Your objective:
In the entries below, filter for the word "fingers" and copy every matching line.

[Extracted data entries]
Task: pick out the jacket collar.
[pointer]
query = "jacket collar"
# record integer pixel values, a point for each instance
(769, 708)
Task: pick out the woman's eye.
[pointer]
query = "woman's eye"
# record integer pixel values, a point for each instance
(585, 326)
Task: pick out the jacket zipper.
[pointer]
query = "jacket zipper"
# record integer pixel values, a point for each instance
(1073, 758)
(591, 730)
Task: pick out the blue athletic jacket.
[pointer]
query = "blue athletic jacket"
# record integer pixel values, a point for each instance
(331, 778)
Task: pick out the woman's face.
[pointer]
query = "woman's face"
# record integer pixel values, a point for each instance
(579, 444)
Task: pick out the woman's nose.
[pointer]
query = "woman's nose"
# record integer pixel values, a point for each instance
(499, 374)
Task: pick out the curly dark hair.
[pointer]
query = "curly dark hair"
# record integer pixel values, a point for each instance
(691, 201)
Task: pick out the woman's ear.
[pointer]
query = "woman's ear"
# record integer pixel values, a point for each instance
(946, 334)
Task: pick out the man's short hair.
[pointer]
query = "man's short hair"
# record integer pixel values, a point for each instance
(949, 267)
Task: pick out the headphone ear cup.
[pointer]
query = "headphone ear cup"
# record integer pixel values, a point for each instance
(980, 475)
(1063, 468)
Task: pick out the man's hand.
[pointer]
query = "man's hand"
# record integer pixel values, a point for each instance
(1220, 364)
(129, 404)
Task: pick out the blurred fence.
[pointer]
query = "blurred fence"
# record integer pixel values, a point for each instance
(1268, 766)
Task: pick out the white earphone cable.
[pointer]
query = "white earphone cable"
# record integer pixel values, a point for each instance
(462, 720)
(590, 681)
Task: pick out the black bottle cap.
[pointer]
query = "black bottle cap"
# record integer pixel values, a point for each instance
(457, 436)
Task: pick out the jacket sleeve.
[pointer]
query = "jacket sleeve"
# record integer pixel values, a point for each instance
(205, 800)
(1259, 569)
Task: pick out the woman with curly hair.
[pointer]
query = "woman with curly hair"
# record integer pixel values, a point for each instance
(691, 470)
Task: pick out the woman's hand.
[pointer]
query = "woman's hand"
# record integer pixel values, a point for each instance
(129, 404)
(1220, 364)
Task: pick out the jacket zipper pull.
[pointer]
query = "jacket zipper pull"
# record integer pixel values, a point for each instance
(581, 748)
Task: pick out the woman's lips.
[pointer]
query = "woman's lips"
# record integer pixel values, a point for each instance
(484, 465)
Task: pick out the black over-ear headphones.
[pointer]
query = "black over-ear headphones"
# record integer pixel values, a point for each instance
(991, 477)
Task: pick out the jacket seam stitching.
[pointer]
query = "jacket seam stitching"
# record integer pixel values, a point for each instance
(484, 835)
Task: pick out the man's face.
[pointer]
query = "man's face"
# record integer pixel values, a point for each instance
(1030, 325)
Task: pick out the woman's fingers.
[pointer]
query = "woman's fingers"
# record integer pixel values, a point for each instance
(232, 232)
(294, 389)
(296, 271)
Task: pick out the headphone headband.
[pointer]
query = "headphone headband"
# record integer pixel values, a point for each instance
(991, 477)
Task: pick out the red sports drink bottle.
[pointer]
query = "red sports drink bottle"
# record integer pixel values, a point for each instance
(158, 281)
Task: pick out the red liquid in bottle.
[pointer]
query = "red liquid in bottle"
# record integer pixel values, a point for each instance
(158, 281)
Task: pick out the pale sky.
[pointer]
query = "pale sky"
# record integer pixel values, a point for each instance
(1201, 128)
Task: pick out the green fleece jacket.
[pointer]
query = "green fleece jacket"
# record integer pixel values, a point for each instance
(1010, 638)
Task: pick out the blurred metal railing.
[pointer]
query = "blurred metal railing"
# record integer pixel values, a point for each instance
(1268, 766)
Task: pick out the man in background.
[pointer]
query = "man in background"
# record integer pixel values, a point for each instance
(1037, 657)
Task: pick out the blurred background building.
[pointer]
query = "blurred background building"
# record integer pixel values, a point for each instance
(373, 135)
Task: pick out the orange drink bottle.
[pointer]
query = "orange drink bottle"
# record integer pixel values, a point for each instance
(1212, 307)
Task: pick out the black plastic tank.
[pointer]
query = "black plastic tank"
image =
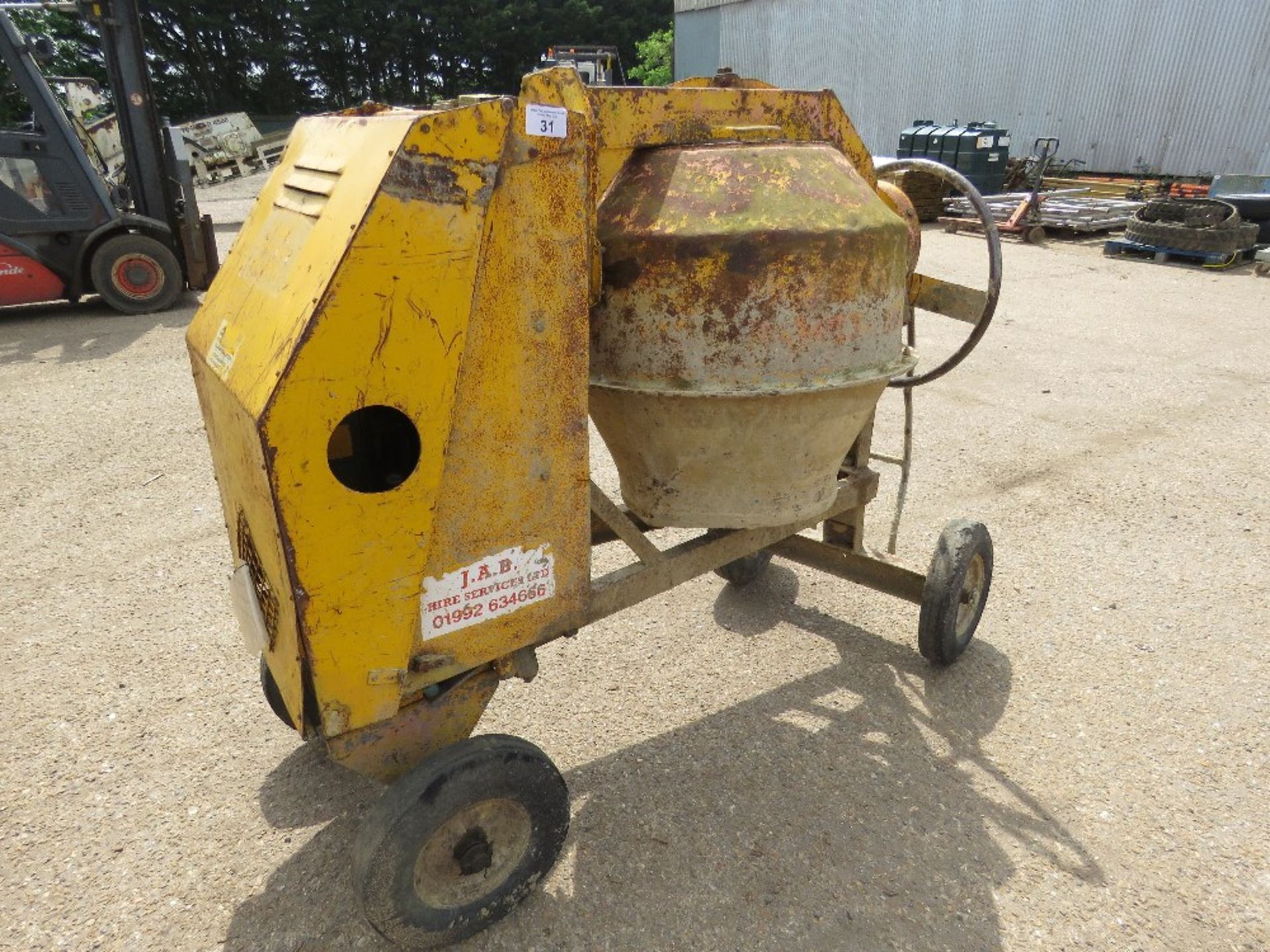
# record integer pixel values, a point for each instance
(915, 138)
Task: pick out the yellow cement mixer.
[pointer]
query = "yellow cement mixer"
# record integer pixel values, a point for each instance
(397, 366)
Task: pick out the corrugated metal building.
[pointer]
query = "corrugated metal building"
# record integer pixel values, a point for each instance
(1173, 87)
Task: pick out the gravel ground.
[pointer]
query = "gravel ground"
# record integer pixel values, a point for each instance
(762, 768)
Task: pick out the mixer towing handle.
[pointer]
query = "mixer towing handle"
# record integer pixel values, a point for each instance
(944, 298)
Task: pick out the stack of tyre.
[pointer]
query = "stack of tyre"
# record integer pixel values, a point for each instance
(1203, 225)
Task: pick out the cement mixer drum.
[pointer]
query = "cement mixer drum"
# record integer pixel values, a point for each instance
(749, 319)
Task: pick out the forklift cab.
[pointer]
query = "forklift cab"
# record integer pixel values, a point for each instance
(64, 231)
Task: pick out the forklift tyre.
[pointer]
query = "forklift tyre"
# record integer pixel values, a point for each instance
(136, 274)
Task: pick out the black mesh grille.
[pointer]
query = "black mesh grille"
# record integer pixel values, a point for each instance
(263, 592)
(70, 197)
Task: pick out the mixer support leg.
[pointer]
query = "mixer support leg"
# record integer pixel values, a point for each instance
(847, 531)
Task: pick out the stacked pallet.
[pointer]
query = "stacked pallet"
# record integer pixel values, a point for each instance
(1067, 210)
(1107, 188)
(926, 192)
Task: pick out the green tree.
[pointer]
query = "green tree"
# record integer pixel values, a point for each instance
(298, 56)
(656, 66)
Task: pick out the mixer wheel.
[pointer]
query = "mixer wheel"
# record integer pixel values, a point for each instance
(745, 571)
(955, 592)
(455, 844)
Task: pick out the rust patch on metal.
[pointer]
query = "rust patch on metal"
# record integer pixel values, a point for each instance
(441, 180)
(388, 749)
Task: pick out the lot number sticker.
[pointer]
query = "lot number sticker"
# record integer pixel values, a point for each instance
(546, 121)
(491, 588)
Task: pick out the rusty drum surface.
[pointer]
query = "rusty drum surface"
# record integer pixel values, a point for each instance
(751, 317)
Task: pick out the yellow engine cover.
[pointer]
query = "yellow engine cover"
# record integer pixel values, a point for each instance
(393, 367)
(394, 383)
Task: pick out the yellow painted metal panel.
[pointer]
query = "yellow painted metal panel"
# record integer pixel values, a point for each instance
(390, 331)
(517, 462)
(238, 456)
(288, 248)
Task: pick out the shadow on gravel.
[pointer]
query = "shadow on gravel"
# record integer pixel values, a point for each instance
(84, 332)
(850, 809)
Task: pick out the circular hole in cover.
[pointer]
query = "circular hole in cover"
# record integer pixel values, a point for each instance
(374, 450)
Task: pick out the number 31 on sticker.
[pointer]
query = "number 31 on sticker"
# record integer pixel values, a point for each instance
(546, 121)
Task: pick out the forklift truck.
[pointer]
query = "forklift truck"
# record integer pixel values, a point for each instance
(66, 233)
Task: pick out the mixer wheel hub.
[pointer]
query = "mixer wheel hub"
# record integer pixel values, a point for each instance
(955, 590)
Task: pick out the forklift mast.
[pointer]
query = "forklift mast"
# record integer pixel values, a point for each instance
(118, 22)
(58, 237)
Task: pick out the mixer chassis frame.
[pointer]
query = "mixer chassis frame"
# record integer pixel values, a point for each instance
(661, 571)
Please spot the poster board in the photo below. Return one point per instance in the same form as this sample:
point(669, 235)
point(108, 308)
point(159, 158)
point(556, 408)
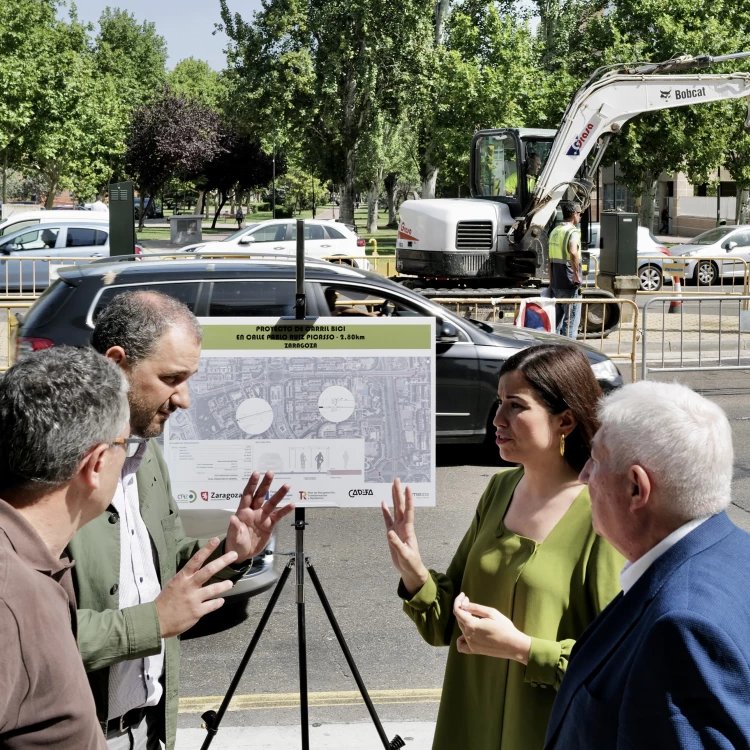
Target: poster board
point(336, 407)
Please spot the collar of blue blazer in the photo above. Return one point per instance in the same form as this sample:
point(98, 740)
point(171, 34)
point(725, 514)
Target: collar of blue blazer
point(606, 632)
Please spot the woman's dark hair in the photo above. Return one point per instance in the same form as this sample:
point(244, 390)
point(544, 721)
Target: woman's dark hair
point(562, 378)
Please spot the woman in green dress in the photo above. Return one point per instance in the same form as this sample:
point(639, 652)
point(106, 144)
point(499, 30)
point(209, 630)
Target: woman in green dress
point(530, 573)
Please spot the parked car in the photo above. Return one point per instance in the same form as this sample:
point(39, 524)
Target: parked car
point(61, 241)
point(323, 239)
point(720, 247)
point(18, 221)
point(649, 268)
point(469, 353)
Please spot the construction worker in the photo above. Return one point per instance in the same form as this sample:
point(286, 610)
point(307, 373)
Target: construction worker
point(565, 269)
point(533, 168)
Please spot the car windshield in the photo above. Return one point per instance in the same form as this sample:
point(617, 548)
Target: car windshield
point(240, 233)
point(711, 236)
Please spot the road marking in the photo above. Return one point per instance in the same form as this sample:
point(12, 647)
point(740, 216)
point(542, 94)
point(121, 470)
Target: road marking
point(291, 700)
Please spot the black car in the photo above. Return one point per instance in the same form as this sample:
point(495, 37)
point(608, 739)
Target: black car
point(469, 353)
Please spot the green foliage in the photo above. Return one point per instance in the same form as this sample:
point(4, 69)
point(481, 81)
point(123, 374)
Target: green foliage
point(133, 54)
point(195, 79)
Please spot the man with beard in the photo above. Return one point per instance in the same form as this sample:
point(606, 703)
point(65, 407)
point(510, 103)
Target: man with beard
point(139, 579)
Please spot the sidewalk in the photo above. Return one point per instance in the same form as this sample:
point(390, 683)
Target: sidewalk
point(417, 735)
point(699, 333)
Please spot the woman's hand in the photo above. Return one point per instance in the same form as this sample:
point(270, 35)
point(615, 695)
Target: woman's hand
point(402, 540)
point(487, 632)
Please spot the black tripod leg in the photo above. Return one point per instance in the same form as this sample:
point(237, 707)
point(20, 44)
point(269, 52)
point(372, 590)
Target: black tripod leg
point(299, 562)
point(212, 719)
point(397, 741)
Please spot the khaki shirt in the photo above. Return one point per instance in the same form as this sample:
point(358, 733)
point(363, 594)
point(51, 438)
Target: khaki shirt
point(45, 700)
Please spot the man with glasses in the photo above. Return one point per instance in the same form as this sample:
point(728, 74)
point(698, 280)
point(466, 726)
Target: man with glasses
point(565, 278)
point(63, 429)
point(140, 580)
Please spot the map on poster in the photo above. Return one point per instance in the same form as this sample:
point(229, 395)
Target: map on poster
point(335, 409)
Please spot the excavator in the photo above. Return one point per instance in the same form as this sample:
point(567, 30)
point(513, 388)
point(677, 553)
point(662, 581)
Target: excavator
point(494, 244)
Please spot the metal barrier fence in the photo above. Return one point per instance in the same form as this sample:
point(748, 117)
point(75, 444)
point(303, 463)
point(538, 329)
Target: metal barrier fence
point(712, 334)
point(731, 276)
point(29, 276)
point(624, 346)
point(8, 327)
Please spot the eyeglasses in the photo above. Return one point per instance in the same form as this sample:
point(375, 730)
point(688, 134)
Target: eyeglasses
point(131, 445)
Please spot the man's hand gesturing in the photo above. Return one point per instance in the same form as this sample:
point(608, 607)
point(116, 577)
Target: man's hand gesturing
point(185, 598)
point(251, 527)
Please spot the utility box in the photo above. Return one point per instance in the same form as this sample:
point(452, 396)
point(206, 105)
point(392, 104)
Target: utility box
point(619, 240)
point(121, 221)
point(184, 230)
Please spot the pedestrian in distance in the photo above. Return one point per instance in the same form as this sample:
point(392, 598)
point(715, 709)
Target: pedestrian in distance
point(667, 664)
point(63, 439)
point(565, 277)
point(141, 581)
point(530, 573)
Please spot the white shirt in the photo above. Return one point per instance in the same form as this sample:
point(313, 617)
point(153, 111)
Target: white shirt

Problem solution:
Task: pick out the woman's fingers.
query = "woman's fingers"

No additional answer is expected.